> **Work instructions**
#1 Answer these questions about the memorial text:
(a) Which body recently approved the design?
(b) What has the modernist style never developed, according to the writer?
(c) What does the Times say that Congress yielding power to family members cuts against?
#2 Using the memorial text, explain why the writer considers the Gehry design unsuitable.

The National Capital Planning Commission recently okay’d the design not long after Sen. Robert Dole of Kansas stated, “This is not being built for the grandchildren,” adding that veterans “want to be around for the dedication.”

The grandchildren understand that the memorial is not for them or even for the veterans but for the posterity of those veterans and of the nation. The Gehry design is unsuitable because the modernist style he works in has never developed a language comprehensible to the average citizen, not to mention the citizen of a century from now. Every modernist architect wants to do something different, so there has been no development (even over a century) of common elements or themes to serve as symbols or metaphors of anything, be it broad, deep or commonplace. Yet the Times intones:

For Congress to yield such power to family members, however, cuts against the whole idea of a national consensus to honor a national hero.

Precisely! But the ability to achieve a national consensus is exactly what is at stake, and why it is the Gehry design itself, not the Eisenhower grandchildren, that has held the memorial hostage.

> **Record excerpts**

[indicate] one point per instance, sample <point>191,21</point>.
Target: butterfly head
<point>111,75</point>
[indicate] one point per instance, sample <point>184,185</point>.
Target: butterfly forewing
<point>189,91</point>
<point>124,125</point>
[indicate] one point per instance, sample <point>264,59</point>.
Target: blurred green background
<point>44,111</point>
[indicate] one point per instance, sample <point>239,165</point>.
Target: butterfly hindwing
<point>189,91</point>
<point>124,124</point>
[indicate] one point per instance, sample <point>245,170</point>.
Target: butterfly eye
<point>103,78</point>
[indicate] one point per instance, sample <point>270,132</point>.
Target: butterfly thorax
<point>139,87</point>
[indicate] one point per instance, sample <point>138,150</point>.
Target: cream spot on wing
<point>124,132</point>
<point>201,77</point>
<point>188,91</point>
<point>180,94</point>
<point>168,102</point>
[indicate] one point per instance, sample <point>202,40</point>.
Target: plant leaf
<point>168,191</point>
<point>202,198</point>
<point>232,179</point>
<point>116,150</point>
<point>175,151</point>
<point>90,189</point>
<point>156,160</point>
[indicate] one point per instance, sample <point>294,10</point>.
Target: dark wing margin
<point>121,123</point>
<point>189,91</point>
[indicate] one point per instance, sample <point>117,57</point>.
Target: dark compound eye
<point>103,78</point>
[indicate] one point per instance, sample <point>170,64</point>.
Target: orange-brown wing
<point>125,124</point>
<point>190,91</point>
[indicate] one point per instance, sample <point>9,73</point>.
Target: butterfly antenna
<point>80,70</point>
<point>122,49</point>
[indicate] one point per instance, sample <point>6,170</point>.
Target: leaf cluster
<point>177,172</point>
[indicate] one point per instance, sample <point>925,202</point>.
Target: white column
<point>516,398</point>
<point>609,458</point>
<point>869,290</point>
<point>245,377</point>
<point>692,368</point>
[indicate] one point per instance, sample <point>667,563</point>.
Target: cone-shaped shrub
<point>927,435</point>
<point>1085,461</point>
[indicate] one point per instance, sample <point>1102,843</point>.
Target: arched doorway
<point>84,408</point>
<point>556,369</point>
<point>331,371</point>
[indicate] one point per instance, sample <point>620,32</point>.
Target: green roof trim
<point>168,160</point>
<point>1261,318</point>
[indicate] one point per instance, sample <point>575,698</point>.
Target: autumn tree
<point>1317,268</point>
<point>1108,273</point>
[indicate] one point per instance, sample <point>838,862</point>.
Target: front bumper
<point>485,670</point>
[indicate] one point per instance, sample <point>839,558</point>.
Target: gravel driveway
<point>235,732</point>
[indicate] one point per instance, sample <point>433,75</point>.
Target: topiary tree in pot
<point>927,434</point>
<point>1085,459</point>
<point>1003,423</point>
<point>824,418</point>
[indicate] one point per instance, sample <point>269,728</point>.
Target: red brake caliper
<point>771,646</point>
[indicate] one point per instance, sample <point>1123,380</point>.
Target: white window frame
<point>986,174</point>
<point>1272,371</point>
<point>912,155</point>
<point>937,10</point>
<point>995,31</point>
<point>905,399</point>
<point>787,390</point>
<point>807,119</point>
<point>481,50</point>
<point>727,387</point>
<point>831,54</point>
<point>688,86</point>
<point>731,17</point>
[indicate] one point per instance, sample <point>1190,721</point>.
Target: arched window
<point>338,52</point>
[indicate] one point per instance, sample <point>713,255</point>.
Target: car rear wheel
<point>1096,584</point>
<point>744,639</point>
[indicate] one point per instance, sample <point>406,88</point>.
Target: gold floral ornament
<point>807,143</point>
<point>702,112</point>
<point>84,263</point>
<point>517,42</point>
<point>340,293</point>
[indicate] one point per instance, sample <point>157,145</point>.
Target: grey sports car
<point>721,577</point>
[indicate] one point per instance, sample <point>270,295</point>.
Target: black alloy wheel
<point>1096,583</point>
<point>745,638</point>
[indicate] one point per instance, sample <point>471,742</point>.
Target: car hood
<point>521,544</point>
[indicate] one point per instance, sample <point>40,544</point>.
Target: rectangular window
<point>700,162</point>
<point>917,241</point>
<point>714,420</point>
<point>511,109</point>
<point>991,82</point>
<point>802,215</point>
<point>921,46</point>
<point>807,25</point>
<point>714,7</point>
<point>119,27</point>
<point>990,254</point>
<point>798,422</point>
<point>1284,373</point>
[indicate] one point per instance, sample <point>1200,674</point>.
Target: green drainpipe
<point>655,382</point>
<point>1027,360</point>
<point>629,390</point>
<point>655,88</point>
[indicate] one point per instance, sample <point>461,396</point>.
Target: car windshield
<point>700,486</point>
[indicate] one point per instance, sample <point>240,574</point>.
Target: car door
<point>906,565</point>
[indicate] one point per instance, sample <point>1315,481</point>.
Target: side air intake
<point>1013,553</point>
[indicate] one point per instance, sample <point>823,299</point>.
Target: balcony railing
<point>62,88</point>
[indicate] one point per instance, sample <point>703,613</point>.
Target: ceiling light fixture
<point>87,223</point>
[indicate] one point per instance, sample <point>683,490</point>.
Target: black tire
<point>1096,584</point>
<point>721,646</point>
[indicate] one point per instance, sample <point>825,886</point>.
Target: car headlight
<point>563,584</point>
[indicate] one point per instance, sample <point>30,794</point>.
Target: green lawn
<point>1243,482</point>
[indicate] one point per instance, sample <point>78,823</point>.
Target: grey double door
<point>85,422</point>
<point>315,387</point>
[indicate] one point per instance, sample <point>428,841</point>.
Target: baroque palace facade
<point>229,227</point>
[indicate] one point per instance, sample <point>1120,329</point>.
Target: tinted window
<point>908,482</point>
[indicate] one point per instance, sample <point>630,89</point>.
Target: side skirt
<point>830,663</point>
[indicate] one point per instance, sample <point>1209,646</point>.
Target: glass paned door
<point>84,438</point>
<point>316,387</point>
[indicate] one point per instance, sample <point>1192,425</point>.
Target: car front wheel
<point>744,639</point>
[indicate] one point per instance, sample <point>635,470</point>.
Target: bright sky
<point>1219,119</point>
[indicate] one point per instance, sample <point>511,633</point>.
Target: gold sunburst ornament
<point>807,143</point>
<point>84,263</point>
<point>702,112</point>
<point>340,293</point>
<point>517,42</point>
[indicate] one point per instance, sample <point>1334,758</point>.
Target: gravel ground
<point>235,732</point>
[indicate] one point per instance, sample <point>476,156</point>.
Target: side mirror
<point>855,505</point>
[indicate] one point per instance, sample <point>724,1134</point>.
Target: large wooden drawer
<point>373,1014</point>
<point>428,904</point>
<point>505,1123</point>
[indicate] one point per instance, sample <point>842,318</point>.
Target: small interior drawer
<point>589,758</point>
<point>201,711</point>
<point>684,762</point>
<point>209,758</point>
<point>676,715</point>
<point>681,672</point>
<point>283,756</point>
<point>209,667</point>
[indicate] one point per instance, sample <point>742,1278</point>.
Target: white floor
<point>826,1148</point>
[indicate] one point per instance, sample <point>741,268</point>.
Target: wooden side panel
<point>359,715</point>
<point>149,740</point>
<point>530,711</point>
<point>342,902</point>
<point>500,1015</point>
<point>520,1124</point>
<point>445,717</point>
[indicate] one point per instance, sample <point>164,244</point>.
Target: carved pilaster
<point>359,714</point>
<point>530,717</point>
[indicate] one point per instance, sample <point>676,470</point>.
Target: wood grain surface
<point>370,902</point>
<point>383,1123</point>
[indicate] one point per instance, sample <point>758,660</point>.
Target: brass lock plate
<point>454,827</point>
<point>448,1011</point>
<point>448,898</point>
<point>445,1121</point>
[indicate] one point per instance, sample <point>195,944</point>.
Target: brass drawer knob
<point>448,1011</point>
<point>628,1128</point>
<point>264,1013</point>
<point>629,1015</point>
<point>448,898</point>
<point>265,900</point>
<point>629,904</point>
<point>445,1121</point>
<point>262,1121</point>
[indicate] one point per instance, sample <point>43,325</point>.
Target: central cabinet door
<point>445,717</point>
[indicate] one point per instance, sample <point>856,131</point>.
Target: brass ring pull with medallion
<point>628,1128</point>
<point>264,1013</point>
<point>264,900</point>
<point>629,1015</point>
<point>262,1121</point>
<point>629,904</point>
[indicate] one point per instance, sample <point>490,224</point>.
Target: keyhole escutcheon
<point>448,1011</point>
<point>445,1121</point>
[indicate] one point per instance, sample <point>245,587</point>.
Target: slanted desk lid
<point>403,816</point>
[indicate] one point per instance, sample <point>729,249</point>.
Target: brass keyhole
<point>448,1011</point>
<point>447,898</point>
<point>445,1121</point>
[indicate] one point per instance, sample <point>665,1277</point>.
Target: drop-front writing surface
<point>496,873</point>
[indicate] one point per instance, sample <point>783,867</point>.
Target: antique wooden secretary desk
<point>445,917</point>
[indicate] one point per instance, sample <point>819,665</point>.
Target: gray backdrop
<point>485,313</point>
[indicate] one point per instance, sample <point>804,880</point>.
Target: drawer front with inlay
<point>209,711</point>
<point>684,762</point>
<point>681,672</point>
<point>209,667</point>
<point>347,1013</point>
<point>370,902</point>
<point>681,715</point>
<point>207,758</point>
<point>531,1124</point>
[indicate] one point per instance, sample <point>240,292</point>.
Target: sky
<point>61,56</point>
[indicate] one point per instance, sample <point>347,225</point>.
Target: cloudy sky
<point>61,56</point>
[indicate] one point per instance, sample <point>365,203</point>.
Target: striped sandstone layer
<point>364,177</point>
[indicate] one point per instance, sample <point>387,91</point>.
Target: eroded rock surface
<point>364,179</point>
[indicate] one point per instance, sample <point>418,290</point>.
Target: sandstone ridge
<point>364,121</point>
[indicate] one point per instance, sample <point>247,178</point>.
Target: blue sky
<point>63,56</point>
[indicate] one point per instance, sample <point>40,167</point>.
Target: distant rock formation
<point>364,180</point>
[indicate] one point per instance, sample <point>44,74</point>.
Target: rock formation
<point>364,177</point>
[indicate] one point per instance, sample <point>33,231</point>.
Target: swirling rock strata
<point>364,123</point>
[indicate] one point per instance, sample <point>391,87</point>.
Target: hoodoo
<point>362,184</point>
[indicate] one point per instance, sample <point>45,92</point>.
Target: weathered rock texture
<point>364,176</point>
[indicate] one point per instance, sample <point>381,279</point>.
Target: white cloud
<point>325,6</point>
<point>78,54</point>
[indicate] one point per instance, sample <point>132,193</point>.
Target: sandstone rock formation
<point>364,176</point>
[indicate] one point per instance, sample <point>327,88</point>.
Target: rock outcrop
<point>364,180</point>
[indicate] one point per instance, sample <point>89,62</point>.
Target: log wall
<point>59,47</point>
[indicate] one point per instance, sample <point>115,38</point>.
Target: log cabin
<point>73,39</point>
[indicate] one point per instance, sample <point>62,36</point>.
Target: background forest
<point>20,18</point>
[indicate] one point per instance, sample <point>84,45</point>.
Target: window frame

> **Written responses**
#1
(a) The National Capital Planning Commission.
(b) A language comprehensible to the average citizen.
(c) The whole idea of a national consensus to honor a national hero.

#2 The modernist style Gehry works in has never developed a language that the average citizen can understand, much less a citizen a century from now. Because every modernist architect wants to do something different, the style has developed no common elements or themes that could serve as symbols or metaphors.